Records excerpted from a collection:
○ ○ ○ ○ ○ ○ ○
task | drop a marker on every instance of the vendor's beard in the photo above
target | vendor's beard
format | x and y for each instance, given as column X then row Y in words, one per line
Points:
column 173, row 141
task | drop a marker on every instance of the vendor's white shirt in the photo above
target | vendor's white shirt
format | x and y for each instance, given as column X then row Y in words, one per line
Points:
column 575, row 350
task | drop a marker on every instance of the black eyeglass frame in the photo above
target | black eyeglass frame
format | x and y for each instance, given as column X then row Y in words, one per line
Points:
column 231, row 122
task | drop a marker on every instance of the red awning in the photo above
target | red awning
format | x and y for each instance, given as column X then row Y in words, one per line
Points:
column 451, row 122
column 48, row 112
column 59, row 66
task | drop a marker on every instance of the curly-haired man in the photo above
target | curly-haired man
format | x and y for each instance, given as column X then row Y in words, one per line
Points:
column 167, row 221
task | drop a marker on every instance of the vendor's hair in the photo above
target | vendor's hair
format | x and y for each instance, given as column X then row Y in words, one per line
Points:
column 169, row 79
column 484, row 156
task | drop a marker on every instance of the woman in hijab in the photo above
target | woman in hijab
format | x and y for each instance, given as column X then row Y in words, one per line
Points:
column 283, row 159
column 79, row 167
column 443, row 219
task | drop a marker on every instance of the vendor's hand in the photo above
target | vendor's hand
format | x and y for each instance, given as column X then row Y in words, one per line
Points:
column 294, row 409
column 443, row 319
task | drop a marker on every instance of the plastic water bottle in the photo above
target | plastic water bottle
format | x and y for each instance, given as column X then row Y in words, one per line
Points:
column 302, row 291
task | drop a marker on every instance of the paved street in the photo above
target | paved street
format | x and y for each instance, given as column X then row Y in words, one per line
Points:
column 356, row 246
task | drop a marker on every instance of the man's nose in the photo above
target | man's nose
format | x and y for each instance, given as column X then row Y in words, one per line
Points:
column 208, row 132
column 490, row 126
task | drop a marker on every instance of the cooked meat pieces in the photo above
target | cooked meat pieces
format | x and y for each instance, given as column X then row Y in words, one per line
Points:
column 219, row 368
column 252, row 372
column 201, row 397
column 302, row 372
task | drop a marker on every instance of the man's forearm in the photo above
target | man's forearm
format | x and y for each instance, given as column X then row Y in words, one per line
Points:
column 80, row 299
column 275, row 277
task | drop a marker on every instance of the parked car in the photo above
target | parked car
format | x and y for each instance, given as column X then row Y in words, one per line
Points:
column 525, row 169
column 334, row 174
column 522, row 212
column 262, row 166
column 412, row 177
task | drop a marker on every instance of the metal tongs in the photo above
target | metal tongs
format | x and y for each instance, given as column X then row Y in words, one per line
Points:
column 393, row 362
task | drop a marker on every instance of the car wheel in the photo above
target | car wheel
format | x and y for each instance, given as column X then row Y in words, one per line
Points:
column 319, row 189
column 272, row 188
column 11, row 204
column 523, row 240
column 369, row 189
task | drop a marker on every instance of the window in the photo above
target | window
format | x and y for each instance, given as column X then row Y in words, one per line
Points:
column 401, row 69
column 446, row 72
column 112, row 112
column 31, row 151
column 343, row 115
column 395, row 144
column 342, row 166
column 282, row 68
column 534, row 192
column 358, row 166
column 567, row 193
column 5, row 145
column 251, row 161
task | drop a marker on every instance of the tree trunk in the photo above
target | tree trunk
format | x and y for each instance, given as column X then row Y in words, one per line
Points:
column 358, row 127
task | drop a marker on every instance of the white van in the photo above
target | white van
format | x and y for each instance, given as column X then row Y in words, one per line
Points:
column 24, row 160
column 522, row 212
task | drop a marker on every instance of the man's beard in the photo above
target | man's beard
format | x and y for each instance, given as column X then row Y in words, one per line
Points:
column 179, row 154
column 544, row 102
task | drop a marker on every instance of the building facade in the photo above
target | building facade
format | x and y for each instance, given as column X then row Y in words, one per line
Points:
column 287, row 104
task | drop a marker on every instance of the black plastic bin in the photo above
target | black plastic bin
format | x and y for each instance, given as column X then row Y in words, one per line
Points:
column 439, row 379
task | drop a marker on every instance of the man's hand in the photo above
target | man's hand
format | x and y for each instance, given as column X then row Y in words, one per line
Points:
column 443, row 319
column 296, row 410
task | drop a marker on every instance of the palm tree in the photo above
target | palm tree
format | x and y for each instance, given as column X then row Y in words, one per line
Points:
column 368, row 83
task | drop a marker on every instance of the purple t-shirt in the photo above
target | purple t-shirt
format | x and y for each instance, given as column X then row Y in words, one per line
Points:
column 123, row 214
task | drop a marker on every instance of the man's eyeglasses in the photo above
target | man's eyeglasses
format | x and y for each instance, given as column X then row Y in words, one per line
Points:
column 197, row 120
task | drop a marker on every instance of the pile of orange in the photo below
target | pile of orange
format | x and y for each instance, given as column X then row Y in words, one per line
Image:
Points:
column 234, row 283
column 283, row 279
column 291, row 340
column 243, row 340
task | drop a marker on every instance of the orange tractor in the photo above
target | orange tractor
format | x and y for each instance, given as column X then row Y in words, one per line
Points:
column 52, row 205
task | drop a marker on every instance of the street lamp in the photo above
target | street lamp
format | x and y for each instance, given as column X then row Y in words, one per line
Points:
○ ○ ○ ○ ○ ○ ○
Output all of the data again. Match it exactly.

## SOLUTION
task | drop a marker on every instance of the vendor's beard in the photo above
target | vendor's beard
format | x and y for each instance, given as column X then row Y in words, one per line
Points:
column 173, row 141
task | drop a marker on every instance of the vendor's white shirt in the photo above
target | vendor's white shirt
format | x and y for each instance, given as column X then row Y in words, one per line
Points:
column 575, row 350
task | drop a marker on every instance of the black eyeglass frame in the photo above
target | black eyeglass frame
format | x and y for each instance, given as column X then row Y in words, one per line
Points:
column 231, row 122
task | drop a marker on every instance of the red awning in the photo above
target | red awning
format | x and y for each instance, given as column X then row Y in words, one per line
Points:
column 451, row 122
column 48, row 112
column 59, row 66
task | drop a marker on every instance of the curly-haired man in the photo above
target | curly-haired man
format | x and y for each instance, given as column X then row Y in words, one per line
Points:
column 167, row 221
task | drop a marker on every instance of the vendor's hair in the photo above
target | vendor's hair
format | x and y for each instance, given as column X then row Y in words, one per line
Points:
column 169, row 79
column 484, row 156
task | drop a marker on every instance of the woman in hijab in the photo above
target | woman in hijab
format | x and y for each instance, given as column X then row Y in words, one per line
Points:
column 283, row 159
column 79, row 167
column 443, row 219
task | drop a marker on every instance of the vendor's hand in the photo above
target | vendor's hand
format | x and y for each instance, given as column X then row Y in words, one per line
Points:
column 294, row 409
column 443, row 319
task | drop a marker on every instance of the plastic water bottle in the photo above
target | plastic water bottle
format | x and y for each instance, given as column X then row Y in words, one per line
Points:
column 302, row 291
task | drop a marker on every instance of the paved street in the photo above
target | paved street
format | x and y for each instance, given as column X then row Y in words, one per line
Points:
column 356, row 246
task | drop a marker on every instance of the man's nose in the photo above
target | man's nose
format | x and y for each instance, given as column X then row Y in words, one per line
Points:
column 208, row 132
column 490, row 126
task | drop a marker on every instance of the cooked meat pieces in the photo above
target | cooked meat pieces
format | x and y for each instance, given as column X then row Y in words, one per line
Points:
column 219, row 368
column 252, row 372
column 201, row 397
column 302, row 372
task | drop a marker on every instance of the man's forearm in the photo above
target | man's forearm
format | x and y for each instance, given as column X then row Y in words, one per line
Points:
column 80, row 299
column 275, row 277
task | drop a marker on every instance of the parked car in the photo above
target | parked car
format | x and y for each instance, given as column X then row Y in words, one per line
Points:
column 525, row 169
column 334, row 174
column 522, row 212
column 262, row 166
column 412, row 177
task | drop a marker on every instance of the metal tongs in the photo above
target | metal tongs
format | x and y for each instance, given as column X then row Y in words, one per line
Points:
column 393, row 362
task | drop a marker on every instance of the car wheel in the photo above
target | car wheel
format | x and y for each instance, given as column X then row Y in words, one per line
Points:
column 319, row 189
column 272, row 188
column 11, row 204
column 523, row 240
column 369, row 189
task | drop a marker on every instance of the window in the photo above
target | window
format | x and y for each instance, given as column X then row Y in words, one per line
Points:
column 401, row 69
column 446, row 72
column 112, row 112
column 31, row 151
column 343, row 115
column 395, row 144
column 342, row 166
column 282, row 68
column 534, row 192
column 358, row 166
column 567, row 193
column 5, row 145
column 251, row 161
task | drop a marker on every instance of the tree trunk in the photo above
target | tree trunk
format | x and y for each instance, given as column X then row Y in words, one per line
Points:
column 358, row 127
task | drop a marker on every instance of the white van in the photo above
target | white van
format | x and y for each instance, given as column X then row Y in words, one per line
Points:
column 24, row 160
column 522, row 212
task | drop a marker on every instance of the man's beard in the photo above
target | man's beard
format | x and y for each instance, given as column X then row Y in words, one per line
Points:
column 179, row 154
column 544, row 102
task | drop a marker on every instance of the building facade in the photo above
target | building facade
format | x and y for each instance, given as column X then row Y in words, one per line
Points:
column 287, row 104
task | drop a marker on every instance of the black plastic bin in the photo above
target | black plastic bin
format | x and y for each instance, given as column X then row Y in words, one per line
Points:
column 439, row 379
task | drop a marker on every instance of the man's hand in the photo above
target | man's hand
format | x and y for each instance, given as column X then row Y in words, one per line
Points:
column 443, row 319
column 296, row 410
task | drop a marker on every instance of the palm tree in the photo above
target | palm tree
format | x and y for each instance, given as column X then row Y in words, one per line
Points:
column 368, row 83
task | drop a marker on every instance of the purple t-shirt in the photo above
target | purple t-shirt
format | x and y for each instance, given as column X then row Y in words, one per line
Points:
column 123, row 214
task | drop a marker on every instance of the man's eyeglasses in the photo above
target | man's eyeglasses
format | x and y for each instance, given as column X then row Y in words, one per line
Points:
column 197, row 120
task | drop a marker on every instance of the pile of orange in the photo below
target | pile of orange
format | x and y for each instance, given as column X then row Y in words, one per line
Image:
Points:
column 234, row 283
column 283, row 279
column 291, row 340
column 243, row 340
task | drop a marker on every instance of the orange tractor in the photo above
target | orange tractor
format | x and y for each instance, given as column X then row Y in words, one per line
Points:
column 52, row 205
task | drop a marker on every instance of the street lamp in the photo above
target | street lamp
format | x and y for each instance, given as column X then row Y in words, one per line
Points:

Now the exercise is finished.